(Records from a collection)
━━━━━━

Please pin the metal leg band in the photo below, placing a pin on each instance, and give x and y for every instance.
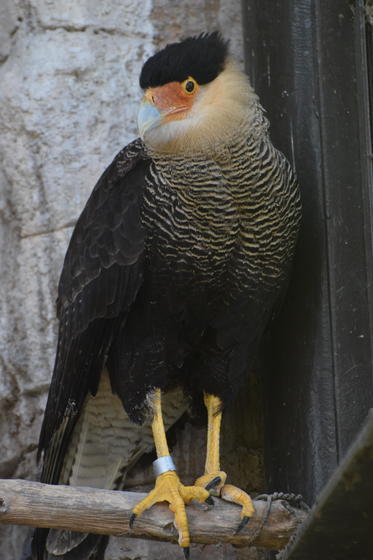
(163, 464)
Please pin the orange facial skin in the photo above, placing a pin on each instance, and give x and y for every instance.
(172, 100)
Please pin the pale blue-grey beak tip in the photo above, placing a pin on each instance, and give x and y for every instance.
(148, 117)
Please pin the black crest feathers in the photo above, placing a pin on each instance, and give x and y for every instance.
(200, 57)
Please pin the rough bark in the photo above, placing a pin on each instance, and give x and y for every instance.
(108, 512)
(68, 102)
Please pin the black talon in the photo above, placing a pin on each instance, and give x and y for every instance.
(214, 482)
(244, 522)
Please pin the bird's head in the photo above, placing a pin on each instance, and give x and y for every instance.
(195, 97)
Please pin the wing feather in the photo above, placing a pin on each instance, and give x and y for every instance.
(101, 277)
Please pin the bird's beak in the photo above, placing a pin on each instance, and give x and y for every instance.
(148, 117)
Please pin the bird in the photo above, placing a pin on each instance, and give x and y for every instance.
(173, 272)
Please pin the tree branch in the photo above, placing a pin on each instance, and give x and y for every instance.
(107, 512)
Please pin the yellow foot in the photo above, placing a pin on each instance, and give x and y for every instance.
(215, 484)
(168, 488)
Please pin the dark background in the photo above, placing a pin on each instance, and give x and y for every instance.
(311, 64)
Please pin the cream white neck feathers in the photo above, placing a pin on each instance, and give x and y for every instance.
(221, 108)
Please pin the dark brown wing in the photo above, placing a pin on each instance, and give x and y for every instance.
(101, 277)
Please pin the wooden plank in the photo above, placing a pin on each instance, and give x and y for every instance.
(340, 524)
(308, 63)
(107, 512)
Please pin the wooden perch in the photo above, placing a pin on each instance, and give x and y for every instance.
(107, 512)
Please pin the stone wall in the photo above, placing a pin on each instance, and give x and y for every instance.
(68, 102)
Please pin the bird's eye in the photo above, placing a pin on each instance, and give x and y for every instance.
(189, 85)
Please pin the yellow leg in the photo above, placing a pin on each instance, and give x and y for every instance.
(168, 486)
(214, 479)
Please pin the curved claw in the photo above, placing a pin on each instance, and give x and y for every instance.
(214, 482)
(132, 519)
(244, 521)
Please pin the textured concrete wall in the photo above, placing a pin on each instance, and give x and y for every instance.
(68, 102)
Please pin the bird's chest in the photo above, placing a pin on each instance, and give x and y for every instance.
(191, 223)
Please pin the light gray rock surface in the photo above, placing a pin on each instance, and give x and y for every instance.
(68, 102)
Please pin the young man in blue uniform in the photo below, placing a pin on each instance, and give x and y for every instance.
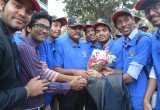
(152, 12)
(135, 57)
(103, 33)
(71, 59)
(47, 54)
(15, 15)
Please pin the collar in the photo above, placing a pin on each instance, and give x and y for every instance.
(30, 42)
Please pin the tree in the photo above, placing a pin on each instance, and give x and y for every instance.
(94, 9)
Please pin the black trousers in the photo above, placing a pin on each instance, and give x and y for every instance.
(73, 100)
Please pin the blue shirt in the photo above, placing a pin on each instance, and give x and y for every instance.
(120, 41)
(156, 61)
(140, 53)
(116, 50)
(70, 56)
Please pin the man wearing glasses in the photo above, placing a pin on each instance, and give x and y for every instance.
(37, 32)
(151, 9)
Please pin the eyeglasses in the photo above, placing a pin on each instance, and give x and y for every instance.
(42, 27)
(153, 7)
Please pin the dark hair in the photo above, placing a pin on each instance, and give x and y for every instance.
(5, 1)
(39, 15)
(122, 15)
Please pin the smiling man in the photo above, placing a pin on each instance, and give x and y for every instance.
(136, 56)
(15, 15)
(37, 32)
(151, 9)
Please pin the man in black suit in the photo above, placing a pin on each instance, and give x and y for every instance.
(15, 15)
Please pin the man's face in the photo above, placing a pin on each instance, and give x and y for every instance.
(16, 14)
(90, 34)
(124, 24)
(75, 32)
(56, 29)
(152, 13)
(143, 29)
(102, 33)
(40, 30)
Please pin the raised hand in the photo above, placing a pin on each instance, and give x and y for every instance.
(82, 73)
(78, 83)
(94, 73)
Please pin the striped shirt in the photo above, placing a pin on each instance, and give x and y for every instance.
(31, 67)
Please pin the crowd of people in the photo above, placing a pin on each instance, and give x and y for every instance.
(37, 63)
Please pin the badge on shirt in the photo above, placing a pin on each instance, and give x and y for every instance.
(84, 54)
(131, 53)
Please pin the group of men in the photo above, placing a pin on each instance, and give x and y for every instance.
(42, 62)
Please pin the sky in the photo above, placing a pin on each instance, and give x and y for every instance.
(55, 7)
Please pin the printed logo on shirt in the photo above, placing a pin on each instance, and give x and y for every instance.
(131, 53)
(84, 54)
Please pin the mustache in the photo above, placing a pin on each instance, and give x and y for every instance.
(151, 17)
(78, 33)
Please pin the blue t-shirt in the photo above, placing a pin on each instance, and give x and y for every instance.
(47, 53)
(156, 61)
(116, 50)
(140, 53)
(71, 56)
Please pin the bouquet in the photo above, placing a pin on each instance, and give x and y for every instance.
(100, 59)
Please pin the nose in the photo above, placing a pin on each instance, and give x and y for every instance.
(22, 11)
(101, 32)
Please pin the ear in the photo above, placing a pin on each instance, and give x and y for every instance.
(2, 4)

━━━━━━

Each entry above should be reproduced exactly, with the pictures removed.

Please pin the metal leg band in the photo below, placing a pin on each instance, and give x and y for every instance.
(163, 464)
Please pin the orange facial skin in the photo above, placing a pin on each instance, and give x and y for every instance.
(172, 100)
Please pin the pale blue-grey beak tip in the photo above, placing a pin on each instance, and give x and y for every instance.
(148, 117)
Please pin the black crest feathers in the photo above, placing a pin on each instance, and give x and y for every instance.
(200, 57)
Please pin the rough bark in the photo above, placing a pin on each instance, and give x and y for every instance.
(108, 512)
(68, 102)
Please pin the black talon in the photo above, placing a pin on each instance, and give x and y for every instance.
(214, 482)
(244, 522)
Please pin the bird's head in the photo above, placing a pin on each instance, and give x and y for every instance.
(195, 97)
Please pin the wing feather in the photo above, placing a pin on each instance, and give x and y for every instance.
(101, 277)
Please pin the bird's beak in the photo above, placing a pin on each instance, and give x and y for every instance.
(148, 117)
Please pin the bird in the photo above, placing a pin on each instance, and give x and y for every instance.
(173, 272)
Please pin the tree branch in the photo above, placing a pin on each instance, and give x and y for every instance.
(107, 512)
Please pin the yellow foot in the photo above, placing a pin on each instance, and give x and y for every instance.
(215, 484)
(168, 488)
Please pin the dark background in the photo above, placing a pin on each instance, and give x and y for every instance.
(311, 64)
Please pin the cream white neck feathers in the photo above, placing a pin on each instance, and give x and y for every instance.
(221, 108)
Please pin the dark brown wing in the photo above, placing a pin on each instance, and give x and y for every instance.
(101, 277)
Please pin the wooden plank in the photo above, placing a pin on each instance, and give x and y for every instance.
(340, 524)
(308, 63)
(107, 512)
Please pin the wooden perch in the photo above, placing a pin on each instance, and give x and y for every instance.
(107, 512)
Please pin the stone wall in the photo above, placing a pin on each instance, and give x and y for every instance.
(68, 102)
Please pin the bird's eye in the photo above, placing a pin on each instance, and give x and y for every instance.
(189, 85)
Please pin the yellow leg in the photo above, placing a pin on each instance, and give x and y for every instance.
(168, 486)
(214, 479)
Please pin the curved claw in the photo above, placing a pin on each instance, and give x and y for every instance.
(214, 482)
(132, 519)
(244, 521)
Please pin the textured concrete wall in the photo above, placing a pin on each instance, and give x and y for every instance.
(68, 102)
Please pin the bird's chest in the photo above, placing a pin on each instance, and give x and y for every instance.
(191, 223)
Please pin the light gray rock surface in the photo above, placing a pin on each instance, and give x and y for every instance.
(68, 102)
Please pin the young man in blue uniform in the photo below, placing a pin on each instance, and give x and y for every instance.
(152, 12)
(135, 57)
(103, 33)
(71, 59)
(47, 54)
(15, 15)
Please pin the collar in the photo above, placing a pin on each instance, and give x and y for every instance.
(30, 42)
Please pin the tree in the photo above, placing a pin on each instance, and give x and y for every instance.
(94, 9)
Please pin the black trousers in the photo above, placing a pin on each instance, and give x and y for every instance.
(73, 100)
Please pin the blue shirt in the photo above, placing a pin on each instance, and give x and y for every instance.
(120, 41)
(156, 61)
(140, 53)
(116, 50)
(70, 56)
Please pin the man wearing glasses in the photo above, placing a pin on each instance, and give x and y for every instance.
(37, 32)
(151, 9)
Please pin the eyeglasses in the photo above, placing a pin on each instance, and give x and y for every instance.
(42, 27)
(153, 7)
Please pin the dark hair in the photo above, placing a pin on each instance, and give x and y for every instance.
(5, 1)
(39, 15)
(122, 15)
Please pin the smiling man in the photo above, placing a pin on each instance, and give x and y for every instance.
(136, 56)
(15, 15)
(37, 32)
(151, 9)
Please pin the man in black suit in the photo above, placing a pin on each instance, and give x and y for every instance.
(15, 15)
Please pin the man's face in the photo above, placing a pin on each instance, and give x and y for every instance.
(16, 14)
(90, 34)
(124, 24)
(75, 32)
(56, 29)
(152, 13)
(143, 29)
(102, 33)
(40, 30)
Please pin the raised hand in the photo above, placing a pin on each instance, and give x and y for every instance.
(82, 73)
(78, 83)
(94, 73)
Please pin the striped shirt in the photo above, placing a pin on each instance, and give x and y for every instance.
(31, 67)
Please pin the crowd of people in the photo above, placing a pin on each instance, and give x and y for every instance.
(37, 63)
Please pin the badge on shirt in the photo above, placing a pin on each instance, and give x and y for every instance.
(84, 54)
(131, 53)
Please pin the group of men in the photo above, placing a pin on each instance, and give x and y for every instance.
(42, 62)
Please pin the sky in the photo above, placing a pin on each instance, and give x and y for every instance.
(55, 7)
Please pin the printed logo on shirt in the photo above, placing a pin on each instance, and give x and y for every instance.
(131, 53)
(84, 54)
Please pin the mustache in the photo above, placing a pin on each instance, and give x and y for every instance.
(151, 17)
(78, 33)
Please pin the blue t-shirt in the photo above, placing a pin on each instance, and give x and y for every instance.
(47, 53)
(156, 61)
(116, 50)
(140, 53)
(71, 56)
Please pin the bouquet in the photo above, placing a pin on each instance, and give x and y for every instance.
(100, 59)
Please pin the nose in the photo above, placing a pin on each instance, and give x and y for every instance.
(22, 11)
(101, 32)
Please pin the ear in the photo above, placing a pin on each instance, and give x and y for every instance.
(2, 4)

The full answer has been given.